What you will do -
Repeat word for word the lines of the material below, starting at the line that contains "the black and" and ending at the line that contains "[152,255,300,325]", both included, and nothing else.

____ Data listing

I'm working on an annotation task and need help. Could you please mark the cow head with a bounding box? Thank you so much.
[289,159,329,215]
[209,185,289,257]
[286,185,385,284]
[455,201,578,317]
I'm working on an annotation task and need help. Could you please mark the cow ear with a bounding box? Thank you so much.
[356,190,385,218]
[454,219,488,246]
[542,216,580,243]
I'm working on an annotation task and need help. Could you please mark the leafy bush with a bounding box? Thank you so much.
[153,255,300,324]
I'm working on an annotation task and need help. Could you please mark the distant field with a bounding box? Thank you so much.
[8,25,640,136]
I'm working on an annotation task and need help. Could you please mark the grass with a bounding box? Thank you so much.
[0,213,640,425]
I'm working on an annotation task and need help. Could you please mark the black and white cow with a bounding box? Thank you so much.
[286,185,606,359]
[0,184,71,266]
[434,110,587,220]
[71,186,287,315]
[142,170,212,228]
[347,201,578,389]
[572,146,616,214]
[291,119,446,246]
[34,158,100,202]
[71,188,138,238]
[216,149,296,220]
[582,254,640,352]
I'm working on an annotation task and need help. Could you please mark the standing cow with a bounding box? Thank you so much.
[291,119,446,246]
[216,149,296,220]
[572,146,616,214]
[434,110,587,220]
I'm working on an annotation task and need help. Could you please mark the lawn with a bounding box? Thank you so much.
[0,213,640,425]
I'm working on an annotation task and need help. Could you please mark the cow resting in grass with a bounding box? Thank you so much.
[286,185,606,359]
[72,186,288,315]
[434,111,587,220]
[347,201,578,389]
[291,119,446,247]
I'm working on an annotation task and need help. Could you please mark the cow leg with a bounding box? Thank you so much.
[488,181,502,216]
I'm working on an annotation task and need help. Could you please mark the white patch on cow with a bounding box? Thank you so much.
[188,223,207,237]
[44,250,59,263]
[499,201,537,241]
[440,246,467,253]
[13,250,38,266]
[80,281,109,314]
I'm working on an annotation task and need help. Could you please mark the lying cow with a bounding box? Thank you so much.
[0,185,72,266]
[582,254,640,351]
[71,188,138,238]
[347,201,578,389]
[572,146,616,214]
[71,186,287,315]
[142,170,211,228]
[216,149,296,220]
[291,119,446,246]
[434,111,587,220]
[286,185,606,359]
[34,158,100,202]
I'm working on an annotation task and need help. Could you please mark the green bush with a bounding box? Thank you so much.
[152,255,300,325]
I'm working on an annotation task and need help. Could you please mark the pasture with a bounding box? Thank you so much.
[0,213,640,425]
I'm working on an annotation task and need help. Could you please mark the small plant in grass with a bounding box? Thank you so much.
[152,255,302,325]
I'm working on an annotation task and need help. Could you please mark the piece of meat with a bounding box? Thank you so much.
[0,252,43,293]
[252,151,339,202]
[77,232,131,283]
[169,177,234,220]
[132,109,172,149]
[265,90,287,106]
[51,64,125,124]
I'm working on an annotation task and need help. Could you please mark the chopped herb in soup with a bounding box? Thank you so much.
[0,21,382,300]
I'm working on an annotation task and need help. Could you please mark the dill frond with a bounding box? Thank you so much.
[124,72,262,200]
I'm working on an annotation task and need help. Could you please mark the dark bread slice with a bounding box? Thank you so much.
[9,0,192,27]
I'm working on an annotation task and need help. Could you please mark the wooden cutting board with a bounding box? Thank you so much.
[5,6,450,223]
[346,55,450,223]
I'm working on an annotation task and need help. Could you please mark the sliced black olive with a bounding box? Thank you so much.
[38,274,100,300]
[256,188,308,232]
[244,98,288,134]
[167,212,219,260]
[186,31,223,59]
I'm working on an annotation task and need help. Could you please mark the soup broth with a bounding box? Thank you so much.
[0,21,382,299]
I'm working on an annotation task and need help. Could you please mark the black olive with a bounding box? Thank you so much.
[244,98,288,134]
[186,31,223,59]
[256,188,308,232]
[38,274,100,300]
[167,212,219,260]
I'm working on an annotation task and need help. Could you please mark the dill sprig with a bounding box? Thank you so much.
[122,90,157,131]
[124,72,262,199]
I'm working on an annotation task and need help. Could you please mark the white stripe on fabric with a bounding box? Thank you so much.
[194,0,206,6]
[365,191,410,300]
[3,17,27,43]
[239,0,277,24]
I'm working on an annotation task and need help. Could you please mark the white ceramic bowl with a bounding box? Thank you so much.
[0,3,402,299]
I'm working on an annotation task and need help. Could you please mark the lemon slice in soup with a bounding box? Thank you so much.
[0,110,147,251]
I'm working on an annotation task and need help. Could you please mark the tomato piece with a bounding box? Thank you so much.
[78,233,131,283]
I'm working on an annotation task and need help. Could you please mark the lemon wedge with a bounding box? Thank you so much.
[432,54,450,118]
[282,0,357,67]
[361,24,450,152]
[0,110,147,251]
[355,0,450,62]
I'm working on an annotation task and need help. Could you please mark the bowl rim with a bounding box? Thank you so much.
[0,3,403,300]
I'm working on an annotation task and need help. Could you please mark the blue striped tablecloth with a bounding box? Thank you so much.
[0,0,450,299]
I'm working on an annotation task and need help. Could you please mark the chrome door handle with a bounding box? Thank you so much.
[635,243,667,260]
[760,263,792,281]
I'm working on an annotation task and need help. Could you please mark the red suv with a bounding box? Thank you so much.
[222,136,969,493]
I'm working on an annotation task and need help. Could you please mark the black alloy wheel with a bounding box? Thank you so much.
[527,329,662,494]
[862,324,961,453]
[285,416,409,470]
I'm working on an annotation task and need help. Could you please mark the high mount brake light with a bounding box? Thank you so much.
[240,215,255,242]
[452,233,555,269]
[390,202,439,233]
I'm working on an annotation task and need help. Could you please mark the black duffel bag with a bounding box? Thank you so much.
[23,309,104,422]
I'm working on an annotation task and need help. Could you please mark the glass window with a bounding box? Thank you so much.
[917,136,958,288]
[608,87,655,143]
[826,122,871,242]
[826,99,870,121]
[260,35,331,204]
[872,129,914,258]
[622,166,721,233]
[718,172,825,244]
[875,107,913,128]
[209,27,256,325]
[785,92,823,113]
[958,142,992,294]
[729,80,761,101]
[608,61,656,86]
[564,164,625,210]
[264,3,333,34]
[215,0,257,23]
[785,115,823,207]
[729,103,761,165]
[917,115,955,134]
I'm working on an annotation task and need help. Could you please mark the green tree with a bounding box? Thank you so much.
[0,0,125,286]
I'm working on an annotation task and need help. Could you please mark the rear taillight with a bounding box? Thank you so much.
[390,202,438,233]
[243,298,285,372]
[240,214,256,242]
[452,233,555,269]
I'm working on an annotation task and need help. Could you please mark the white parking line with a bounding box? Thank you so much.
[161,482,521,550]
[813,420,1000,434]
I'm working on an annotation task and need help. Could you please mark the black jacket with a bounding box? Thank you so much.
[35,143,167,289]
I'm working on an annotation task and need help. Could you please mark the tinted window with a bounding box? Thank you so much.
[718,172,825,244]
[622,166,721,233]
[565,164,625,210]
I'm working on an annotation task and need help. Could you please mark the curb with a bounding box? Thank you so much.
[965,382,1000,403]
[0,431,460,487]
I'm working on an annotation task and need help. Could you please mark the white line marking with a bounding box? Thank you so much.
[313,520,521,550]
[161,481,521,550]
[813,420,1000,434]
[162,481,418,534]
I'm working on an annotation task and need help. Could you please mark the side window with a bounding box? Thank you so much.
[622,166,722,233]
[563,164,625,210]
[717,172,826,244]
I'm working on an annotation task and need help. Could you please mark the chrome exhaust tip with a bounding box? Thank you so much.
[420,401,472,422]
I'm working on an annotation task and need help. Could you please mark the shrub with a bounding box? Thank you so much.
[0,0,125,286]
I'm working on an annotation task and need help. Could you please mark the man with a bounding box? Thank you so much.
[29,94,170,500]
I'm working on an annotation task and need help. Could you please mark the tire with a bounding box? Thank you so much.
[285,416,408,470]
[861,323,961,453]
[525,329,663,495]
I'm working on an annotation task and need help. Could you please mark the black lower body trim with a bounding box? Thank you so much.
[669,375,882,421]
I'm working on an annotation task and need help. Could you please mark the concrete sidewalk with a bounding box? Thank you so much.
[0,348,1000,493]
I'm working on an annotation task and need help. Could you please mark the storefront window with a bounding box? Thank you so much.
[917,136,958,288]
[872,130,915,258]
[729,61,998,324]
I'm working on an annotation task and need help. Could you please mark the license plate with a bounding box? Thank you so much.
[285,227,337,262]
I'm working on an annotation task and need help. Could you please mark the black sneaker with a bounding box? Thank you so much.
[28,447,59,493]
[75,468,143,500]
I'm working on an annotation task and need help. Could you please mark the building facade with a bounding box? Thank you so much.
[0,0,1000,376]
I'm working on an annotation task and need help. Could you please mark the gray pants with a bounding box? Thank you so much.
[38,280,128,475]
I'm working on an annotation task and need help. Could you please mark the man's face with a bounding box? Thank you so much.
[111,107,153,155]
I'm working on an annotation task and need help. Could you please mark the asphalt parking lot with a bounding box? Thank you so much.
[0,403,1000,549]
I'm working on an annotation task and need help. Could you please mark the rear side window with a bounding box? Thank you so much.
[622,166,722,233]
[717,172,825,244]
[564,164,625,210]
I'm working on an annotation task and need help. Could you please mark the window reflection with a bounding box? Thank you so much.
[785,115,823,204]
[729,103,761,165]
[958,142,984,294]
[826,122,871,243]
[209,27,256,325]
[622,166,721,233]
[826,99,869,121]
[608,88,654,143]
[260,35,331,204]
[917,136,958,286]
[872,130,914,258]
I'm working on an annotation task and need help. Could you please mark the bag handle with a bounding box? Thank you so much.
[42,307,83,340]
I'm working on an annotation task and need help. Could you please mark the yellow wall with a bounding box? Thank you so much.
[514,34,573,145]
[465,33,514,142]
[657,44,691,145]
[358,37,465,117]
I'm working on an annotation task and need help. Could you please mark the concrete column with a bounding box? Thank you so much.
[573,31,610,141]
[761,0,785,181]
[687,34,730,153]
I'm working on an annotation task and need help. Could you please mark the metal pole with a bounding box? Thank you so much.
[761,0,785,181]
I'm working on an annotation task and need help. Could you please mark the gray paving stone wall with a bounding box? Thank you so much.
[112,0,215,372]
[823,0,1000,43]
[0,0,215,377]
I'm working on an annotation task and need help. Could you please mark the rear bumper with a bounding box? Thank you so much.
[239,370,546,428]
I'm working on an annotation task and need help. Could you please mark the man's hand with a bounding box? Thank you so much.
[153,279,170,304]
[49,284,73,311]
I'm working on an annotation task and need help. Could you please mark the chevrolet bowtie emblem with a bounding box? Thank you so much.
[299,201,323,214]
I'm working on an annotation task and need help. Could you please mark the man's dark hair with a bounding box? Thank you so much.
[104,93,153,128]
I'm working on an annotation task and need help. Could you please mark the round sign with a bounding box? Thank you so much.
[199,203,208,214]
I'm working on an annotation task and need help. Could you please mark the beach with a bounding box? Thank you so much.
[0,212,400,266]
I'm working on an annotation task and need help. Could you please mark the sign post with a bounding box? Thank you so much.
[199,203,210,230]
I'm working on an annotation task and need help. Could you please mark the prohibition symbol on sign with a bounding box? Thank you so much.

________

The result -
I'm working on an annotation task and need help. Could you please mark the black and white cow with a bounding box? Thank you so much.
[286,185,606,359]
[0,184,71,266]
[434,110,587,220]
[71,186,287,315]
[142,170,212,228]
[347,201,578,389]
[572,146,616,214]
[291,119,446,246]
[34,158,100,202]
[71,188,138,238]
[216,149,296,220]
[582,254,640,352]
I'm working on an annotation task and need help. Could you please mark the standing cow with a bounding box? Thank you so much.
[291,119,446,246]
[216,149,296,220]
[572,146,616,214]
[434,110,587,220]
I'm working on an annotation task and need help. Could you please mark the lawn with a bounding box? Thank you so much.
[0,213,640,425]
I'm working on an annotation task and need help. Could you please mark the cow resting in grass with a bounding box? Thank you so much.
[286,185,606,359]
[72,186,288,315]
[434,111,587,220]
[347,201,578,389]
[291,119,446,247]
I'm working on an annotation task and need help. Could you please mark the cow leg with a bounding box? Thank you so much.
[488,181,502,216]
I'm working on an annotation task and need help. Could you please mark the white patch on cow with a bounding box? Thank you so much.
[188,223,207,237]
[44,250,59,263]
[499,201,537,241]
[440,246,467,253]
[13,250,38,266]
[80,281,109,314]
I'm working on an annotation task and need help. Could you please mark the lying cow with a bounding box? Thank you so much.
[0,185,72,266]
[582,254,640,351]
[71,188,138,238]
[347,201,578,389]
[572,146,616,214]
[71,186,287,315]
[142,170,211,228]
[216,149,296,220]
[291,119,446,246]
[434,111,587,220]
[286,185,606,359]
[34,158,100,202]
I'm working on an annotation task and need help. Could you please mark the green bush with a bounding box? Thank you so much.
[152,255,300,325]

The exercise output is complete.